Referring expression pointing data:
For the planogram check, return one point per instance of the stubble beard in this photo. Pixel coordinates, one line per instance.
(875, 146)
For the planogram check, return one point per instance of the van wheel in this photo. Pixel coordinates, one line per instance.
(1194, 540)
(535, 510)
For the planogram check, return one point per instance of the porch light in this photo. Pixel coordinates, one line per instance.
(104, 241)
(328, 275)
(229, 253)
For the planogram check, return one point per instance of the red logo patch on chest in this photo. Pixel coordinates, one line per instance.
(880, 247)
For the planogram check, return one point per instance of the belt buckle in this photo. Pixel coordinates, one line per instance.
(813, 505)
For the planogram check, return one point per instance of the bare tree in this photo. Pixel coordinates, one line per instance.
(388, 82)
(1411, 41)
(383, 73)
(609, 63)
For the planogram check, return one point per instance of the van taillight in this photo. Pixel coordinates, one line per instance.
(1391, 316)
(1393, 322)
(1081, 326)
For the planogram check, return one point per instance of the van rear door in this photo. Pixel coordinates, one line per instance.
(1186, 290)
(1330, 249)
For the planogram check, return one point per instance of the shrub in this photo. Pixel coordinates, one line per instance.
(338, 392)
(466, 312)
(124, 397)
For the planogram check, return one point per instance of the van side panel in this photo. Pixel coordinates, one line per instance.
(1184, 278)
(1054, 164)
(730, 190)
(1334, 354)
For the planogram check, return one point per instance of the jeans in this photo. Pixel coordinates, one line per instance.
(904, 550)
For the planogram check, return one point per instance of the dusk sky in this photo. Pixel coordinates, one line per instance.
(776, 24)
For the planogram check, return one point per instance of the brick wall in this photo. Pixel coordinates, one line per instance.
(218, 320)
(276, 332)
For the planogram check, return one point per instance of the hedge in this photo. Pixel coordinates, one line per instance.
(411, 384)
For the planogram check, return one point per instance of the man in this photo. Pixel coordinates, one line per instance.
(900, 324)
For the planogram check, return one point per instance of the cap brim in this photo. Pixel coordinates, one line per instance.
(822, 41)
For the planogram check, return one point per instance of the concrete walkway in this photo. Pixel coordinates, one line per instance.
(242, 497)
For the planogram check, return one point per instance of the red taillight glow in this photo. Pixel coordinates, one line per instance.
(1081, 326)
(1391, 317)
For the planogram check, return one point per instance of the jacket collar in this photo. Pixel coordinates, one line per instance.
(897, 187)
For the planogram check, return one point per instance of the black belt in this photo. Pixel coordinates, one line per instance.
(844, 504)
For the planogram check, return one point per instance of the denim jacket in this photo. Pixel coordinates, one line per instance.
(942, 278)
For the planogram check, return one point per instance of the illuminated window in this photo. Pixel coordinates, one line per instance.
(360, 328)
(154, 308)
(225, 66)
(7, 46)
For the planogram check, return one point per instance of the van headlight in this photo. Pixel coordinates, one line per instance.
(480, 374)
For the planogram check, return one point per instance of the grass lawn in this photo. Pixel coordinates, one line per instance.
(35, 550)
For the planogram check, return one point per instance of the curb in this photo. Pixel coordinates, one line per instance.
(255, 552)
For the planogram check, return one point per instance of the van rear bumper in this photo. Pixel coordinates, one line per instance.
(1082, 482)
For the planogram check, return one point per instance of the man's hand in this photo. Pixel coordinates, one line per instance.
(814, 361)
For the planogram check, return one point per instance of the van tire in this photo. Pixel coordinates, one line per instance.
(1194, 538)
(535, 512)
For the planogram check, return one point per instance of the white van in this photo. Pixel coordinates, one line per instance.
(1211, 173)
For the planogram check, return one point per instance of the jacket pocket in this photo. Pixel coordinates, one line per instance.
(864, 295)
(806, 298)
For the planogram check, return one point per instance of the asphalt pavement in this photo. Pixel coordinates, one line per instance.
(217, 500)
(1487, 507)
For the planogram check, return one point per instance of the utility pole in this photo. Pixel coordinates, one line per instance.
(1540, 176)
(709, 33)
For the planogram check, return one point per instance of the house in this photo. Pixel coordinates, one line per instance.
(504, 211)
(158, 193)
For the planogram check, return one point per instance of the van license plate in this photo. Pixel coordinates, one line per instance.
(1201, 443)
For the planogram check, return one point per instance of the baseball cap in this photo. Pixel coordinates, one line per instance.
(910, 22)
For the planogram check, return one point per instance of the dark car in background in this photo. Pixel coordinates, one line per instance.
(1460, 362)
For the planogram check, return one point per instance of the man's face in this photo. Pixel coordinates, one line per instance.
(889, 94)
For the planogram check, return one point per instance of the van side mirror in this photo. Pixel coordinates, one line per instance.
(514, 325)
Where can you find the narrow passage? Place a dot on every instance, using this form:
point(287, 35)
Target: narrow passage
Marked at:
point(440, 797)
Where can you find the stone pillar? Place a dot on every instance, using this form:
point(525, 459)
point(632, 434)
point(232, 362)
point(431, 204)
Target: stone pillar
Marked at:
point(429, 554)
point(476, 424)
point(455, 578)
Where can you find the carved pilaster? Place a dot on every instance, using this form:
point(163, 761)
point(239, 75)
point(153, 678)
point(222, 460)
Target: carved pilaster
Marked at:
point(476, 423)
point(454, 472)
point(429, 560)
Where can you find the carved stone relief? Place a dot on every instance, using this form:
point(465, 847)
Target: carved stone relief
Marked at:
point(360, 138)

- _DIRECTIONS_
Every line above that includes the word "using" should be listed.

- _SOLUTION TO THIS PROBLEM_
Where can you find the narrow passage? Place a dot on every instance, using this form:
Where can you find the stone pillar? Place a dot on every instance, using this form:
Where can you find the carved pilaster? Place a dot on every instance, using this form:
Where can you find the carved stone relief? Place a dot on every instance, using this form:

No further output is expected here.